> [Text under study]
Chiral Supramolecular Polymers Assembled by Amphiphilic Oligopeptide-Perylene Diimides and High Electrochemical Sensing

Various secondary structures, for example, beta-sheet hydrogen bonds formed by oligopeptides exhibiting high directionality and selectivity provide a new avenue to regulate optoelectronic performances of supramolecular assemblies constructed by pi-conjugated chromophores. In this work, oligopeptide-perylene diimides (AUPDIs) are synthesized to generate beta-sheet strands which guide the formation of chiral supra-molecular polymers with a diversity of morphologies in combination with the pi-pi stacking even in aqueous media. Complex morphology transitions are successfully controlled by simply adjusting the water volume fraction in the binary solvent of water and tetrahydrofuran from spherical hollow aggregates to long helical nanowires and to short nanofibers. The mechanism of the assembly changes from cooperative to the isodesmic model relying on AUPDI concentrations. This originates from the transformation in the beta-sheet that regulates profoundly the arrangement of the AUPDI molecules. Prominently efficient and positive electronic sensing to triethylamine for highly helical nanowires engenders due to the highly ordered helical arrangement within the nanowires, fourfold of the short nanofibers.

Automated summary

This study utilizes synthesized oligopeptide-perylene diimides (AUPDIs) to generate beta-sheet strands, forming a diversity of morphologies in supramolecular polymers in aqueous media. Complex morphology transitions can be controlled by adjusting the water volume fraction, leading to efficient electronic sensing capabilities.

> [Problem 1] Copy from "This study utilizes" to "electronic sensing capabilities." in the abstract on oligopeptide-perylene diimides above, word for word.
> [Problem 2] In the abstract on oligopeptide-perylene diimides above, which solvent is mixed with water to form the binary solvent?

> [Dataset content]
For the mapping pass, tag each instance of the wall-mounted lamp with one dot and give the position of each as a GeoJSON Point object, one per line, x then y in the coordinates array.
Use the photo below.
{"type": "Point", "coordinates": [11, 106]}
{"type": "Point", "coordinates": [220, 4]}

> [Expected answer 1]
This study utilizes synthesized oligopeptide-perylene diimides (AUPDIs) to generate beta-sheet strands, forming a diversity of morphologies in supramolecular polymers in aqueous media. Complex morphology transitions can be controlled by adjusting the water volume fraction, leading to efficient electronic sensing capabilities.

> [Expected answer 2] Tetrahydrofuran.